*** Begin section ***
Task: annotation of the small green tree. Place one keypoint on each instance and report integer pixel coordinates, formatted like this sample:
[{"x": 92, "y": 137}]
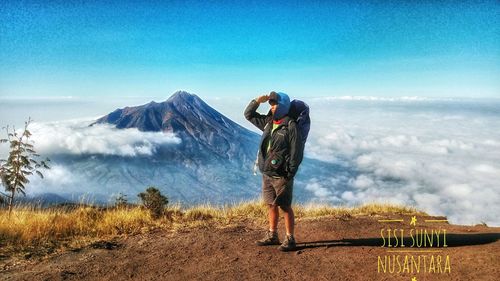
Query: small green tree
[
  {"x": 154, "y": 201},
  {"x": 21, "y": 163},
  {"x": 121, "y": 200}
]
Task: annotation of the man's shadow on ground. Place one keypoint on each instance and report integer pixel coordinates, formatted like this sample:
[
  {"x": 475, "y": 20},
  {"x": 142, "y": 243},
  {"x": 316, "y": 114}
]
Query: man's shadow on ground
[{"x": 452, "y": 240}]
*** End section ***
PROMPT:
All the records need to be set down word for word, with the images left out.

RESULT FOR THIS EXERCISE:
Task: annotation of the small green tree. Place one keypoint on each instance and report integer pixel coordinates, formatted like this sample:
[{"x": 92, "y": 137}]
Query: small green tree
[
  {"x": 154, "y": 201},
  {"x": 21, "y": 163},
  {"x": 121, "y": 200}
]
Task: annotation of the man's shadow on ground. Place one keypoint on each instance and report integer pixel coordinates, formatted like this sample:
[
  {"x": 475, "y": 20},
  {"x": 142, "y": 243},
  {"x": 316, "y": 114}
]
Query: man's shadow on ground
[{"x": 452, "y": 240}]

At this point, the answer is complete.